Exercise goal » Gather every line of the rows that contains the word "photo", and copy each one. Case counts.

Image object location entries
** begin **
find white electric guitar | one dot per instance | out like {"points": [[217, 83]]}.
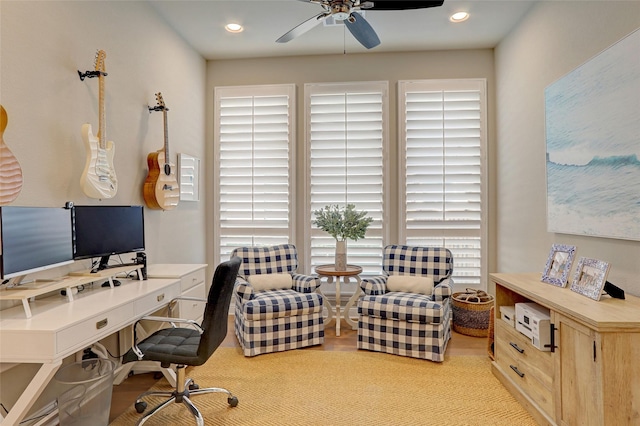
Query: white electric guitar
{"points": [[99, 177]]}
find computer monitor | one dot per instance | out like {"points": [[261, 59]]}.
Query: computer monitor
{"points": [[102, 231], [34, 239]]}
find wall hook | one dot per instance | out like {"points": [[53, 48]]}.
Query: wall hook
{"points": [[157, 108]]}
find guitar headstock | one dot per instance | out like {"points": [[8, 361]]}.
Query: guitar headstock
{"points": [[160, 101], [161, 106], [100, 56]]}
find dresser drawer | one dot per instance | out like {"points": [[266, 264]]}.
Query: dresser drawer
{"points": [[156, 300], [522, 374], [190, 309], [99, 325], [193, 279], [509, 341]]}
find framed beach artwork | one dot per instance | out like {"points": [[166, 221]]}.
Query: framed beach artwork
{"points": [[592, 128], [590, 277], [558, 266]]}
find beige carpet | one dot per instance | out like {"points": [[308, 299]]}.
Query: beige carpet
{"points": [[311, 387]]}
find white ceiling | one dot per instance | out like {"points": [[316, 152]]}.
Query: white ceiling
{"points": [[201, 24]]}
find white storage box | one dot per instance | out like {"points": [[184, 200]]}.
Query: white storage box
{"points": [[508, 314]]}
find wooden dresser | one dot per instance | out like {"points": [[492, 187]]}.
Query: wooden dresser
{"points": [[591, 376]]}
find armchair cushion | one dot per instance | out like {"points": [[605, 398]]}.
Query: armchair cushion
{"points": [[403, 306], [281, 303], [410, 284], [261, 282]]}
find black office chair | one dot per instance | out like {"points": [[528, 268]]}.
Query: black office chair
{"points": [[187, 346]]}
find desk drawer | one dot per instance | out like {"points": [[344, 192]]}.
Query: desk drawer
{"points": [[86, 332], [189, 309], [156, 300], [192, 279]]}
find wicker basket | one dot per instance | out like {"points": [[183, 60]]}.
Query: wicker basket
{"points": [[471, 312]]}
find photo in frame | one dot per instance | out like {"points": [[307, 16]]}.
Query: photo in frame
{"points": [[558, 266], [590, 277]]}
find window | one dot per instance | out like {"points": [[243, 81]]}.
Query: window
{"points": [[346, 130], [442, 126], [254, 172]]}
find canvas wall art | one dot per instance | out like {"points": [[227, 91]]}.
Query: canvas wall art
{"points": [[593, 145]]}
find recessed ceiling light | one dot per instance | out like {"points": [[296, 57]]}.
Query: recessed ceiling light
{"points": [[234, 28], [459, 17]]}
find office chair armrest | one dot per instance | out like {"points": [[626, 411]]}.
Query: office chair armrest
{"points": [[374, 286], [442, 290], [243, 289], [305, 283]]}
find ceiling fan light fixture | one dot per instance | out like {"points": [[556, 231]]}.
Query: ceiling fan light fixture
{"points": [[459, 17], [234, 28]]}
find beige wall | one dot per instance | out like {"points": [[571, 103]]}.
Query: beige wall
{"points": [[553, 39], [389, 67], [43, 44]]}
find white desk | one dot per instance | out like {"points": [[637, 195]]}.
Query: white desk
{"points": [[58, 328]]}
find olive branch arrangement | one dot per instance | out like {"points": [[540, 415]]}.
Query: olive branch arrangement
{"points": [[342, 223]]}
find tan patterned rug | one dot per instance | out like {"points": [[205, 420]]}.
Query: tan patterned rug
{"points": [[311, 387]]}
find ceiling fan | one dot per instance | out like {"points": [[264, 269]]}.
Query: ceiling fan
{"points": [[343, 10]]}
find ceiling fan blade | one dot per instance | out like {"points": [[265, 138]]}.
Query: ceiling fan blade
{"points": [[402, 5], [303, 27], [362, 30]]}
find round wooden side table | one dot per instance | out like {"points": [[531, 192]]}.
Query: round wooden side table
{"points": [[329, 272]]}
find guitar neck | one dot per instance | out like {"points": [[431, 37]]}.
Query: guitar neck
{"points": [[166, 136], [102, 125]]}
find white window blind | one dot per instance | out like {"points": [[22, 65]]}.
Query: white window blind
{"points": [[347, 135], [443, 140], [254, 145]]}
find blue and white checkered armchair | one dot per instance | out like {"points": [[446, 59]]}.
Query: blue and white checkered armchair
{"points": [[408, 323], [276, 319]]}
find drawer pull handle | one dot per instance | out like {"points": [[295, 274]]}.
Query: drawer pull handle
{"points": [[514, 368], [516, 347]]}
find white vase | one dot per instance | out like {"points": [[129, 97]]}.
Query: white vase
{"points": [[341, 256]]}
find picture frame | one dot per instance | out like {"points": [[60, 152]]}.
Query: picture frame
{"points": [[558, 266], [590, 277]]}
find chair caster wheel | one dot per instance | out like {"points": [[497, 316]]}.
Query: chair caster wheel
{"points": [[233, 401], [140, 407]]}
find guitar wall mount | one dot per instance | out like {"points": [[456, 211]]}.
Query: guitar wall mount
{"points": [[157, 108], [90, 74]]}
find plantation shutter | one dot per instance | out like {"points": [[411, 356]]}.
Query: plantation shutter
{"points": [[346, 130], [443, 138], [254, 142]]}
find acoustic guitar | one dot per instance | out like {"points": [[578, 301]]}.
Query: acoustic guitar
{"points": [[99, 176], [161, 190], [10, 171]]}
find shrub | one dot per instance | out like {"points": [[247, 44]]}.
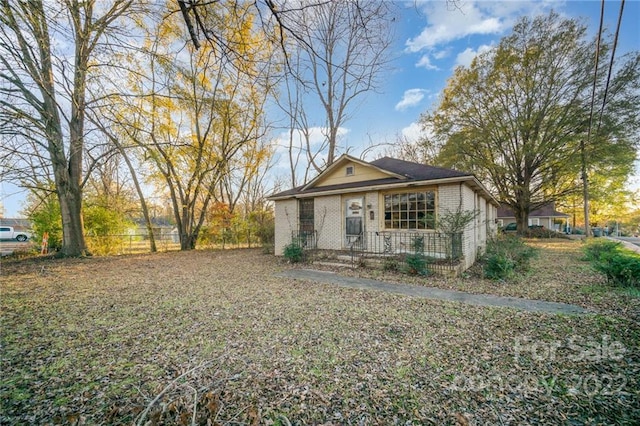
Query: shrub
{"points": [[294, 253], [390, 264], [416, 264], [499, 267], [619, 265], [505, 256]]}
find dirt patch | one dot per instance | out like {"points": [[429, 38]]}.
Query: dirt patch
{"points": [[216, 336]]}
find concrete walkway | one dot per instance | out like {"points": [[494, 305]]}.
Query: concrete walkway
{"points": [[434, 293]]}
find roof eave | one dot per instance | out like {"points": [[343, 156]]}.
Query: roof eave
{"points": [[405, 184]]}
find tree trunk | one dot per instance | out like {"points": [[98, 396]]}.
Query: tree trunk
{"points": [[522, 220], [73, 241]]}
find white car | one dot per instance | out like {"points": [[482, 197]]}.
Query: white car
{"points": [[8, 233]]}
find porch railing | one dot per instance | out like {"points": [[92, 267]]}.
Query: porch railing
{"points": [[436, 245]]}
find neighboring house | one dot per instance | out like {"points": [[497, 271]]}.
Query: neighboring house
{"points": [[383, 207], [546, 216]]}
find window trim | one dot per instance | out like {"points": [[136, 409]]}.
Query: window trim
{"points": [[383, 214]]}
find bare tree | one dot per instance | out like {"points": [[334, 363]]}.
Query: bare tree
{"points": [[43, 90], [337, 55]]}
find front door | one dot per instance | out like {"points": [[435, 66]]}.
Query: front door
{"points": [[354, 222]]}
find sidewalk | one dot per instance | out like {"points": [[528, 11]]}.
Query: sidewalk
{"points": [[434, 293]]}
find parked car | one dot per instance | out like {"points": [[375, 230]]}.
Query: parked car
{"points": [[9, 233]]}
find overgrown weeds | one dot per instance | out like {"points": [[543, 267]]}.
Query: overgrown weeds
{"points": [[507, 256], [621, 266]]}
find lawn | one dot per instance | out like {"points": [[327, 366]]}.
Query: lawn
{"points": [[213, 337]]}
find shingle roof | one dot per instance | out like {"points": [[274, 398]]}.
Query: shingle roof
{"points": [[416, 171], [411, 171]]}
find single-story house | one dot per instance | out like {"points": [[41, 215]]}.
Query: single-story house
{"points": [[546, 216], [385, 207]]}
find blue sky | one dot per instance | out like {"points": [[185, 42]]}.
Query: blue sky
{"points": [[432, 40]]}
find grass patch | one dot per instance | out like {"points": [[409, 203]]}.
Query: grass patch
{"points": [[161, 338]]}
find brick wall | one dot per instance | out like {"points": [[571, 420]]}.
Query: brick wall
{"points": [[328, 218], [286, 212]]}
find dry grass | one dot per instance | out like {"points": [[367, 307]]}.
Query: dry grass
{"points": [[213, 336]]}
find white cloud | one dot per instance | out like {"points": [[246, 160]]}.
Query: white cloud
{"points": [[412, 132], [446, 23], [415, 131], [411, 98], [298, 138], [425, 62], [465, 57], [441, 54]]}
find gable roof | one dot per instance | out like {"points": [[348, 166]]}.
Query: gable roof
{"points": [[400, 174], [416, 171], [548, 210], [343, 159]]}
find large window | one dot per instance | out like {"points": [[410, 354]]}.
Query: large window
{"points": [[306, 215], [410, 210]]}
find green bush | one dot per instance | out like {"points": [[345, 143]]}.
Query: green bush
{"points": [[294, 253], [390, 264], [506, 256], [416, 264], [619, 265]]}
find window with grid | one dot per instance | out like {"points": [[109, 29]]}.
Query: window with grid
{"points": [[410, 210], [306, 215]]}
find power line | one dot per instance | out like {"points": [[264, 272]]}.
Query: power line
{"points": [[613, 54], [583, 155]]}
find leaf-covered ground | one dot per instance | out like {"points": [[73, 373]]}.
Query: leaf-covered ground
{"points": [[212, 337]]}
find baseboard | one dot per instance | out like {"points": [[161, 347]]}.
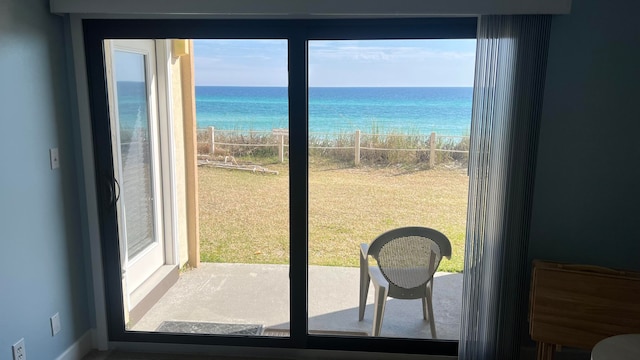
** end **
Final answer »
find photo in frame | one dot per instance | out like {"points": [[307, 16]]}.
Query: photo in frame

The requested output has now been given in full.